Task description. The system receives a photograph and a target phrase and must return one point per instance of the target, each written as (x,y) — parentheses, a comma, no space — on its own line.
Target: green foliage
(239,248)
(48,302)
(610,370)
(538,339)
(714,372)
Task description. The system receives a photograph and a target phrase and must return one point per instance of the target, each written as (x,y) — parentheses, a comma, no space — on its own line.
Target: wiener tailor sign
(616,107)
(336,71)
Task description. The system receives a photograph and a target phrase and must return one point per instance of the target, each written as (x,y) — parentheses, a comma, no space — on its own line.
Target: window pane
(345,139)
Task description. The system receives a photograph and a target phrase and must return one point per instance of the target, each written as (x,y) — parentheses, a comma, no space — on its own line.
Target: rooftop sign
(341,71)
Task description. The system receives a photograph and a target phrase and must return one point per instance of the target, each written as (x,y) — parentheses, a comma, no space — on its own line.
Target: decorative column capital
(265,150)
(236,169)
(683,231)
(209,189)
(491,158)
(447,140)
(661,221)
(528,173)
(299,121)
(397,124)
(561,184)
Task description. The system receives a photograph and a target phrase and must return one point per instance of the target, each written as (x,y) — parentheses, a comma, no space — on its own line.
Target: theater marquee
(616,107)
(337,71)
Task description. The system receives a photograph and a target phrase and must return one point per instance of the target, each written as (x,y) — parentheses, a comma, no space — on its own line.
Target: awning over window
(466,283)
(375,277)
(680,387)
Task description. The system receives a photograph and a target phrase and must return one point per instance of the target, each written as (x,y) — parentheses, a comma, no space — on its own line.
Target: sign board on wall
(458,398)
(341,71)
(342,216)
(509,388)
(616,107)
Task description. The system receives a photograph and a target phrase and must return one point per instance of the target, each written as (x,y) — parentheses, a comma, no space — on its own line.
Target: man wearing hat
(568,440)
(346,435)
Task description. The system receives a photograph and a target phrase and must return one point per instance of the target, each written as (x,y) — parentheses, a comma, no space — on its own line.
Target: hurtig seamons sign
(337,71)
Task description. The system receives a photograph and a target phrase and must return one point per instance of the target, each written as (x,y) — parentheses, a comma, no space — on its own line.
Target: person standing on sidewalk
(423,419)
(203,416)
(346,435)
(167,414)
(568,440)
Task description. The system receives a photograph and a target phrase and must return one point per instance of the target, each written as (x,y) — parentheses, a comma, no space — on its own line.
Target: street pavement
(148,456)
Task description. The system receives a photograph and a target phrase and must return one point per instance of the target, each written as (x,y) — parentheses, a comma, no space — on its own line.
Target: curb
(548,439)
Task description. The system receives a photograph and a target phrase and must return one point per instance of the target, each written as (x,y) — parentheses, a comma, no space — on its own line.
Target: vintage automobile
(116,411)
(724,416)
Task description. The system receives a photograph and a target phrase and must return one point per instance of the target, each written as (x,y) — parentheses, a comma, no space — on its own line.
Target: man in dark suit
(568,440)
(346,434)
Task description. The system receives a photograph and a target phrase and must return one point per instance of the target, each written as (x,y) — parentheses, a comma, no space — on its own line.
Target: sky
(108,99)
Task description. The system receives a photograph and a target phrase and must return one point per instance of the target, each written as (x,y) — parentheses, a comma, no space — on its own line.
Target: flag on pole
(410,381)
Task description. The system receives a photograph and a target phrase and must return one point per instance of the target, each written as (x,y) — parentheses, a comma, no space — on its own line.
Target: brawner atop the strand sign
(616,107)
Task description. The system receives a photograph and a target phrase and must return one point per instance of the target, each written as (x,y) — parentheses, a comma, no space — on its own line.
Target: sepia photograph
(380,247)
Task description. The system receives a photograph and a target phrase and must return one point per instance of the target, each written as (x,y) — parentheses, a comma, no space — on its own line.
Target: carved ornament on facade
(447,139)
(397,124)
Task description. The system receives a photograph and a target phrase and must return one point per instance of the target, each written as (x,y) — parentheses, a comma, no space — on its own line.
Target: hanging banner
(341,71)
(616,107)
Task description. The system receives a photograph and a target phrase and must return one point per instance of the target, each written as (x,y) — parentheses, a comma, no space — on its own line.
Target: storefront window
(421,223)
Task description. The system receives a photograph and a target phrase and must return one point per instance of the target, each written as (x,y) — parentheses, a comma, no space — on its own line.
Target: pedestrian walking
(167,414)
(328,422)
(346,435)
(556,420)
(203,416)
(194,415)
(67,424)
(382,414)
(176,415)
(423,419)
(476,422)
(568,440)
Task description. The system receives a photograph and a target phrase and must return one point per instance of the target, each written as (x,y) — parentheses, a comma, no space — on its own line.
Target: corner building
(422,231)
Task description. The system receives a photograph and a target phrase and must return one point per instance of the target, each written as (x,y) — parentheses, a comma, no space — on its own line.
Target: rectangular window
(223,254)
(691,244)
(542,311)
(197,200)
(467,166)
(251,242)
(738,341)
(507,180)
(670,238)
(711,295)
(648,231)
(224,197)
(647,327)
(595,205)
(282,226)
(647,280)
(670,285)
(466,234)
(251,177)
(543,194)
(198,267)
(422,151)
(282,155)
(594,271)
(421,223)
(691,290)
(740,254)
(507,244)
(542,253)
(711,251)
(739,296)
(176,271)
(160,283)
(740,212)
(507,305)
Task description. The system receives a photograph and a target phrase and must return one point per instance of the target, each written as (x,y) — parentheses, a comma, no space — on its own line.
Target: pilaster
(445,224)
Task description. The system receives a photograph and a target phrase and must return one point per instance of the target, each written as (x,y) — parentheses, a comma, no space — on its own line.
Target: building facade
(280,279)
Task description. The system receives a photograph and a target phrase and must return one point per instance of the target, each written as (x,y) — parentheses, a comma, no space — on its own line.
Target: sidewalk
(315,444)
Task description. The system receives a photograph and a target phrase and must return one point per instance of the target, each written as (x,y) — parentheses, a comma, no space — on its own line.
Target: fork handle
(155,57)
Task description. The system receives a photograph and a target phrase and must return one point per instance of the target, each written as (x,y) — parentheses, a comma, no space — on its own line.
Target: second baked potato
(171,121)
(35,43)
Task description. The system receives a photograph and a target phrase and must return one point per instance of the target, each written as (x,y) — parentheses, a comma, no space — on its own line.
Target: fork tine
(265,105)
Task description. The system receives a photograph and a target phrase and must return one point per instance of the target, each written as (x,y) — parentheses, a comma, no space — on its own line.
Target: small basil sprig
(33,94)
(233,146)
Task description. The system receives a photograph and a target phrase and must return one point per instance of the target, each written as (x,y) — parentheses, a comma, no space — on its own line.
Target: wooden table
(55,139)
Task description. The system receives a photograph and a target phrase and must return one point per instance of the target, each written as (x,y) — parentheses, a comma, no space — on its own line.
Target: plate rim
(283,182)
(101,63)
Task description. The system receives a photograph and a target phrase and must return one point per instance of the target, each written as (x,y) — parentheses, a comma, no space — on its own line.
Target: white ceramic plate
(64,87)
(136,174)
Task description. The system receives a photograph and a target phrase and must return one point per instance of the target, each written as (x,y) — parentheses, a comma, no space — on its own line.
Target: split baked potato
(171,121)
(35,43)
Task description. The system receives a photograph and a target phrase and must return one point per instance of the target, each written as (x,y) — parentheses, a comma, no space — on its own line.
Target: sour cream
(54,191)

Description of the task: State how many lines of the records contain the string "window". Give only the number.

Task solution: 4